Задания:
1: С кем, по словам Ахмеда Закаева в интервью, он встречался в Москве в конце прошлого года?
2: Продолжите интервью с Ахмедом Закаевым, начав сразу после последней реплики в тексте.

"Даже Ястржембский говорил, что я чуть ли не единственный, с кем можно разговаривать"

Ахмед Закаев осуждает террор

интервью


Вчера в интервью корреспонденту Ъ МУСЕ Ъ-МУРАДОВУ Ахмед Закаев заявил, что его арест в Копенгагене стал для него полной неожиданностью, а отказ в экстрадиции в Россию, наоборот, был вполне ожидаем.
       — Отправляясь в Данию на конгресс чеченского народа, вы допускали возможность ареста?
       — У меня не было ни малейших опасений на этот счет. Я же свободно ездил по всей Европе, и нигде у меня не было никаких проблем с правоохранительными органами. В конце прошлого года, если помните, я даже приезжал в Москву, встречался с полпредом президента России Виктором Казанцевым. Вспомните тогдашние высказывания российских политиков: никто не называл меня террористом. Почему я оказался в международном розыске, для меня полная загадка. А вот освобождение не было для меня неожиданностью.
       — Почему вы были так уверены в исходе дела?
       — Уверенность появилась после того, как меня ознакомили с обвинениями российской Генпрокуратуры. В несостоятельности этих обвинений мог разобраться даже не юрист. И датчане в этом разобрались быстро. Дания — это страна, где живут по закону, а не по политической конъюнктуре. А Россия, на мой взгляд, этот момент не учла. Россия, требуя выдать меня, апеллировала к политическим властям страны, а не к закону. Здесь перед законом равны все — и власть имущие, и рядовые, и гости, и туристы.
       — Запрос о вашем аресте направили сразу после захвата "Норд-Оста", обвинив вас в причастности к этому теракту. В частности, вам инкриминировали угрозы провести новые теракты. Как бы вы прокомментировали это?
       — К большому сожалению, мы стали свидетелями того, что авантюристы делают политику на горе людей. Просто кто-то решил эту нашу общую трагедию, и чеченцев, и русских, использовать в своих корыстных политических целях.
       — Авантюристы это кто?
       — Это те, кто причислил меня к террористам и послал запрос о моем аресте. Не так давно даже Сергей Ястржембский говорил, что я чуть ли не единственный (с ичкерийской стороны.—Ъ), с кем можно разговаривать. Я считаю, что акция с запросом о моем аресте была направлена не только против меня, но и против всех тех, кто каким-то образом пытается перевести военную ситуацию в политическое русло.
       — А с Мовсаром Бараевым, захватившим заложников, вы разговаривали?
       — Нет. В эфире радиостанции "Немецкая волна" я обратился к захватчикам, чтобы они не предпринимали никаких силовых действий. Это было сделано в связи с тем, что они обещали расстрелять заложников. И сделал я это с одобрения Аслана Масхадова, с которым связывался накануне.
       — А ваше предупреждение о новых терактах?

Извлечённые записи:
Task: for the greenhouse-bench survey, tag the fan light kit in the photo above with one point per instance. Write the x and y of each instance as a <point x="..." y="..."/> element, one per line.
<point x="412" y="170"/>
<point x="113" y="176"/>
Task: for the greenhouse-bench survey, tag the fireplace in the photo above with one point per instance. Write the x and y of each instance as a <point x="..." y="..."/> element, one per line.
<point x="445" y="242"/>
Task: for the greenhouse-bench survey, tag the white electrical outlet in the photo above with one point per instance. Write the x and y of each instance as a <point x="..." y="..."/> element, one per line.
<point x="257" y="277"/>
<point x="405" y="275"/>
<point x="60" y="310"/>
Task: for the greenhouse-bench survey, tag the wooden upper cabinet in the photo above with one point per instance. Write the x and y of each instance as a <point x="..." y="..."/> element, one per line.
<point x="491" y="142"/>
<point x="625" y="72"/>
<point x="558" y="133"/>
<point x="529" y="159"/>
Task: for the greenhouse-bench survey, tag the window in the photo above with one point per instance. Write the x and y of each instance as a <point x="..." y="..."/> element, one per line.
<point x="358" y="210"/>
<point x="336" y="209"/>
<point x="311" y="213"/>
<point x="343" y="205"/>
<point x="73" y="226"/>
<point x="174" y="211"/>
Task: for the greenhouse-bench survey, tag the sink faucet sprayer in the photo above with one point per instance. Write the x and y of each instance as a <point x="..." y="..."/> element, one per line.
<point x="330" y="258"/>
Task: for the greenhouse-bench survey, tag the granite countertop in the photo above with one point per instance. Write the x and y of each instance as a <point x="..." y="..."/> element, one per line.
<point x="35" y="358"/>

Итоговые ответы:
1: С полпредом президента России Виктором Казанцевым.

2:
       — Еще раз повторяю, то, что произошло в Москве, это большая трагедия и чеченского, и русского народа. Я опасался и опасаюсь, что ситуация может выйти из-под контроля. Что таких Бараевых, не верящих в завтрашний день или подвергнутых унижениям и оскорблениям, могут оказаться тысячи. Потому что они каждый день рождаются, эти группы. Да, это была абсолютно чудовищная акция. Цель оправдывает средства — это не наш лозунг. Мы не можем быть неразборчивыми в методах нашей борьбы. Потому что мы боимся последствий, а Россия это воспринимает как нашу слабость. Это не слабость. Это значит, что мы думаем о завтрашнем дне. О последствиях.
       — Но помимо призрачной связи с захватом заложников в Москве в вашем деле есть конкретный эпизод, связанный с похищением людей. Напомню, речь идет о захвате священников Анатолия Чистоусова и Сергея Жигулина.
       — В 1996 году отец Сергий и отец Анатолий действительно были у меня, даже ночевали. Но об их пленении я узнал только через два-три дня. Прокуратурой Чечни за контакты сосвященниками меня даже допрашивали, но, разобравшись, оставили в покое.
       Последний раз Жигулина я видел в Красноярске в 1998 году на инаугурации Александра Лебедя. Мы с ним очень даже мило пообщались.
       — В материалах дела есть еще один громкий эпизод: в 1996 году вы организовали захват Урус-Мартана, где были совершены массовые убийства и другие зверства. Что скажете по этому поводу?
       — Это было не в 1996-м, а годом раньше. Отряд под моим руководством вошел в райцентр Урус-Мартан, чтобы не дать провести там незаконные, на наш взгляд, выборы главы республики. Но ни одного выстрела тогда сделано не было. С представителями пророссийской власти мы разошлись полюбовно.
       — Как бы вы прокомментировали скандал с вашим переводчиком, который оказался мужем россиянки?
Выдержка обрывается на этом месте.